TEXTO DE PARTIDA:
========================================

Siguiendo con Nolan, Batman Begins (2005) concluye con una reflexión sobre la locura que se normaliza: la existencia de Batman genera un efecto llamada en el polo opuesto -algo de lo que ya hablaban, entre otros, Frank Miller y Alan Moore-; en el caso de Joker es a la inversa. Su ascenso y la consecuente revolución ciudadana “contra los ricos” es la que provoca la necesidad de un poder totalitario que la reprima al proletario insurrecto.

Todo está en Zizek y en su análisis crítico de El Caballero Oscuro. La leyenda renace (2012), -también está impregnada de ciertas pinceladas poscrisis-, en la que el Bane de Tom Hardy toma el relevo del Joker de Ledger -ya había fallecido- para vestir el concepto de anarquía del payaso en una suerte de lucha de clases que es encabezada por los presos de la ciudad y, por lo tanto, debe ser neutralizada no sea que contagie a estratos sociales superiores.

Allí también están los invisibles, los que se reivindican en el Joker -es especialmente brillante el reflejo de esta idea cuando Phoenix intenta atravesar una puerta automática que no le detecta-; esos a los que nadie mira y que se enfrentan al sistema que los denigra, les retira la atención sanitaria y llena sus calles de basura, al mismo tiempo que los medios de comunicación ven en ellos -estos, sí- un objeto para la mofa.

========================================

DATOS DEL EJERCICIO:
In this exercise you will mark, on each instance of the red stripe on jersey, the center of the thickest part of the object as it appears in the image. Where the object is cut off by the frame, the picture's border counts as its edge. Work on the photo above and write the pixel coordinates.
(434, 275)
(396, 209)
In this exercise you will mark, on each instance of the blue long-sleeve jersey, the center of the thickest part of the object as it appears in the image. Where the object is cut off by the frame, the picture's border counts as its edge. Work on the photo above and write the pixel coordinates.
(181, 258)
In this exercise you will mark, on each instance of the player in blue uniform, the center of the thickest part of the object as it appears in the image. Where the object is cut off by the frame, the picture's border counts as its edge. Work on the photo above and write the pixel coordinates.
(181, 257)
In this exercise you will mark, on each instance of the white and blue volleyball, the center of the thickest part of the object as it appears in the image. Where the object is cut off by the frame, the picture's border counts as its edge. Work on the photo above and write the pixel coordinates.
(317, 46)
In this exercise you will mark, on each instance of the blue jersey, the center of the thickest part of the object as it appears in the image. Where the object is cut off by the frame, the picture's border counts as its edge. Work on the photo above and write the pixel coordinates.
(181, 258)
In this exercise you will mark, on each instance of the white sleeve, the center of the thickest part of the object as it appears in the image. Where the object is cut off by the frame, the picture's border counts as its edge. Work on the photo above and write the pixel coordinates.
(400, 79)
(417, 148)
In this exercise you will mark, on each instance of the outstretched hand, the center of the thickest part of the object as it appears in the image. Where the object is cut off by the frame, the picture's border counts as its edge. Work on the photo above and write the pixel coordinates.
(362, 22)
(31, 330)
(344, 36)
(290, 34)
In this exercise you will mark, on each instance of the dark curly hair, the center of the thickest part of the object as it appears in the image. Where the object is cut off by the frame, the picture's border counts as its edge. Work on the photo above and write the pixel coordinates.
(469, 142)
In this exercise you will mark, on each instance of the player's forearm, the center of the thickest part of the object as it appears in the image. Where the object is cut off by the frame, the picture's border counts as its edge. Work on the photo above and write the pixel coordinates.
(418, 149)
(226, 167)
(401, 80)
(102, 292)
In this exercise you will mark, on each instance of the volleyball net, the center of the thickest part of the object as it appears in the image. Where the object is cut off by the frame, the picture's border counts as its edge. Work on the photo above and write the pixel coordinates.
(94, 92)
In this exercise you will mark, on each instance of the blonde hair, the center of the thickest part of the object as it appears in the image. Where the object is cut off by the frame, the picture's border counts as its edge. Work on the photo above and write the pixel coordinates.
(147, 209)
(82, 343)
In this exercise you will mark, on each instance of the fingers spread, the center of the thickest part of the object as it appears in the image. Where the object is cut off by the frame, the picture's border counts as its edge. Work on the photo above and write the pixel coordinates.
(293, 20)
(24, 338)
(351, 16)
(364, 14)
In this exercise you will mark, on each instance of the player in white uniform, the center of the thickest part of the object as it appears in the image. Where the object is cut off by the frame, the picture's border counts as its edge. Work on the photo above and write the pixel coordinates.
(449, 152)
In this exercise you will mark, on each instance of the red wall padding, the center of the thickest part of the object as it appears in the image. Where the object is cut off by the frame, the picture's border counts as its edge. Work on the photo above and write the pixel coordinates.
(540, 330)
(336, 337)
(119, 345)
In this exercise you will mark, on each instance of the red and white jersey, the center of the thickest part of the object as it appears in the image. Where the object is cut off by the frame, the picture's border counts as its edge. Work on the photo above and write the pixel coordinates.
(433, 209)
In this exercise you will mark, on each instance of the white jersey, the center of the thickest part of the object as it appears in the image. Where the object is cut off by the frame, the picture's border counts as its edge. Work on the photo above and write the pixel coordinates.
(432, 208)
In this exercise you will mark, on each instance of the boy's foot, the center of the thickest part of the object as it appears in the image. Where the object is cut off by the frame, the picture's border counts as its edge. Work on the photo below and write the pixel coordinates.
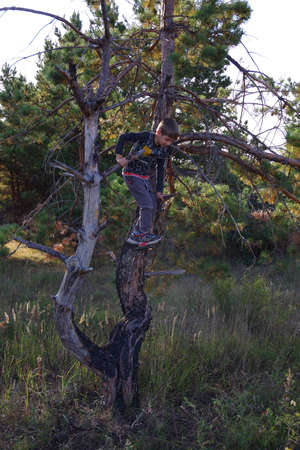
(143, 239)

========================================

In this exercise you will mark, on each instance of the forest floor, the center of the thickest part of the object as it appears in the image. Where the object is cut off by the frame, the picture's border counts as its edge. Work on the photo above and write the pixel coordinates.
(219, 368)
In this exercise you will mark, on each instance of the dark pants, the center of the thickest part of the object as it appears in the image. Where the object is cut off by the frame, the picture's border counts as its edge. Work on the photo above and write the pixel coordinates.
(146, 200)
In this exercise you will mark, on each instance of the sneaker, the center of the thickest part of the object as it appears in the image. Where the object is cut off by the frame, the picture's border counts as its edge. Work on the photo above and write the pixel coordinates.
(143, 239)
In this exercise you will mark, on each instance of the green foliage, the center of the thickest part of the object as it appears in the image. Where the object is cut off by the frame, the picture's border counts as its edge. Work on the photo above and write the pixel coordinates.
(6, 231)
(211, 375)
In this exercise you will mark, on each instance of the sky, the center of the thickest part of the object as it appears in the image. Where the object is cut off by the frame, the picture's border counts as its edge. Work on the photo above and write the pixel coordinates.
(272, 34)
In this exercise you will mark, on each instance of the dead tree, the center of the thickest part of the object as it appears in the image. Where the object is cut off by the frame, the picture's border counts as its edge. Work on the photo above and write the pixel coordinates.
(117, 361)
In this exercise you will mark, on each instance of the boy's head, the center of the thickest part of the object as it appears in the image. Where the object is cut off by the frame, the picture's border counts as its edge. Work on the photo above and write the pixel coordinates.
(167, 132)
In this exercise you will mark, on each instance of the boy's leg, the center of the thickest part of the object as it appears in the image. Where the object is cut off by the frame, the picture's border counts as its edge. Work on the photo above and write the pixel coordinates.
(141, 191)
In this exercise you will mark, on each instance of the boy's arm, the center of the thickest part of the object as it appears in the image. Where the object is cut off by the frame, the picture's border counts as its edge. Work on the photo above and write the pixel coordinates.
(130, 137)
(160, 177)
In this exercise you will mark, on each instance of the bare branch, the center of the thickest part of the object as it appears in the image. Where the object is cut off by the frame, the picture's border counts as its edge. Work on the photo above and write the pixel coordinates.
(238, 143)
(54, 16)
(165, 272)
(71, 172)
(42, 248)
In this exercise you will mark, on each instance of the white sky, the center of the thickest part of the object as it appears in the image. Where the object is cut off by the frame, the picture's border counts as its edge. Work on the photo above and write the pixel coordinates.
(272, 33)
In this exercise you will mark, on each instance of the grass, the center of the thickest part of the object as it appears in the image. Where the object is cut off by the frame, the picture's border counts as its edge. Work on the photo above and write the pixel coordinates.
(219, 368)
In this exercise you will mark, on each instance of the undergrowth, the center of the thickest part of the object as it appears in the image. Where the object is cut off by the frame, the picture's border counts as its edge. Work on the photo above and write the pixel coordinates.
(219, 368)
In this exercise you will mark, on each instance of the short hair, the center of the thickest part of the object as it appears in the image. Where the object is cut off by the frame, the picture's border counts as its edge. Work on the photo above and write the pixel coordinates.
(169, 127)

========================================

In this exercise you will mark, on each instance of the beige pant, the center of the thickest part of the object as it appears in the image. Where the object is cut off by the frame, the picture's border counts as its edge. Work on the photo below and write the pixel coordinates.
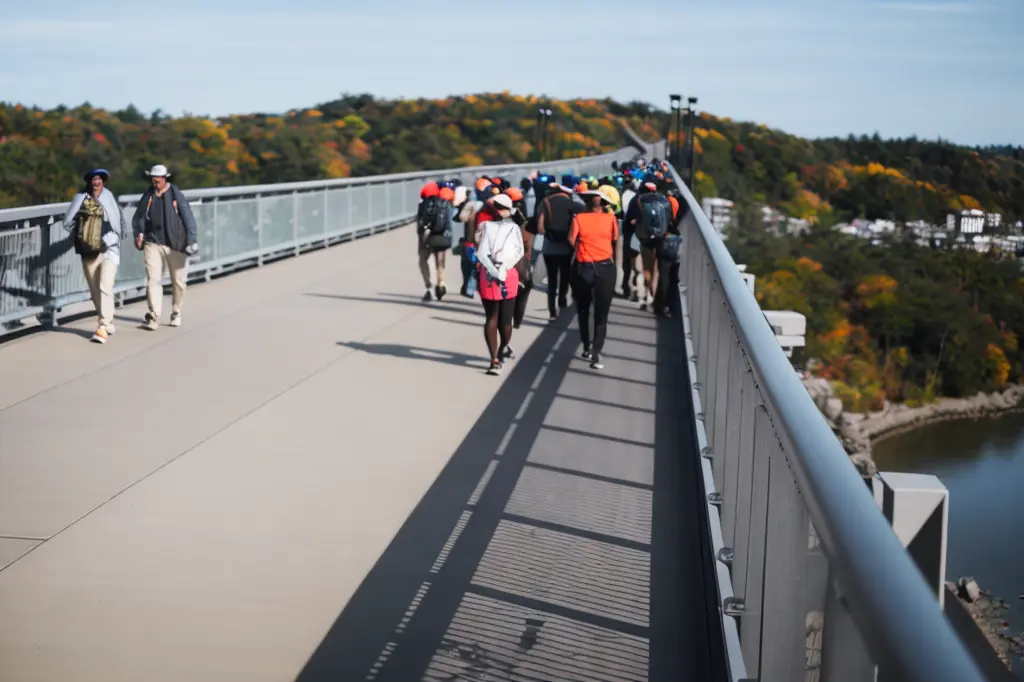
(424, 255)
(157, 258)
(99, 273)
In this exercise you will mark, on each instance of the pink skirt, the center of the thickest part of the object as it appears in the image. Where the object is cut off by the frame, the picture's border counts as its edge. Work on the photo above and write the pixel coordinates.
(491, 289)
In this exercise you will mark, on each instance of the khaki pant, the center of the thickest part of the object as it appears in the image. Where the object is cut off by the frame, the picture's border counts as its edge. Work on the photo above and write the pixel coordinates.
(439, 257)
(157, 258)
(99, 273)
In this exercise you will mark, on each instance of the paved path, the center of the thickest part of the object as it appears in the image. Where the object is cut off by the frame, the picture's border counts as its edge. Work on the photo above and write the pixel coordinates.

========================================

TUS TAREAS:
(1) Reescribe en forma de lista el párrafo del texto sobre Joker y Batman que empieza con «Allí también están los invisibles», conservando sus datos principales.
(2) Responde con la información del texto sobre Joker y Batman:
(a) ¿En qué año se estrenó Batman Begins?
(b) ¿Qué actor interpreta a Bane en El Caballero Oscuro. La leyenda renace?
(c) ¿Qué intenta atravesar Phoenix sin que lo detecte?
(3) ¿Podrías continuar el texto sobre Joker y Batman a partir de su última oración?

RESPUESTAS ESPERADAS:
(1)
- También están ahí los invisibles, que se reivindican en Joker.
- Esta idea se refleja de forma especialmente brillante cuando Phoenix intenta atravesar una puerta automática que no lo detecta.
- Son aquellos a quienes nadie mira y que se enfrentan al sistema que los denigra.
- Ese sistema les retira la atención sanitaria y llena sus calles de basura.
- Los medios de comunicación, en cambio, sí los ven, pero como objeto de mofa.

(2)
(a) En 2005.
(b) Tom Hardy.
(c) Una puerta automática.

(3)
Otra vez: todo está en Zizek, todo está en Nolan, y todo está en Moore. Su cómic La broma asesina, que establecía uno de los trasfondos más icónicos -pero no canónico- de los orígenes de Mr. J. sobrevuela también sobre la última ganadora en Venecia -solo hay que ver el guiño al final de la cinta, al chiste con el que se cierra el álbum de Moore-, con la diferencia que el personaje pusilánime escrito en los 80 es en esta versión un pobre hombre fuera de la realidad.

Todo queda dentro del sistema

Aunque aparentemente ambientada en los 80, Joker habla del hoy, del desamparo de una sociedad cada vez más enfurecida y a punto de estallar si se enciende una cerilla. No obstante, situar el largometraje del también responsable de la trilogía de Resacón en Las Vegas como una obra sobre la revolución de los de abajo, debería hacernos pensar en qué interés puede tener una major como la Warner Bros en agitar a las masas, más allá de establecer un diálogo hegeliano, en el que el sistema crea la ilusión de la subversión para tenerla controlada antes de que realmente se produzca. Solo hay que ver la rapidez con la que ha salido la productora ha intentar aplacar los ánimos de aquellos que quieran saltar de las salas a los hechos; deja claro que su producción es pura ficción.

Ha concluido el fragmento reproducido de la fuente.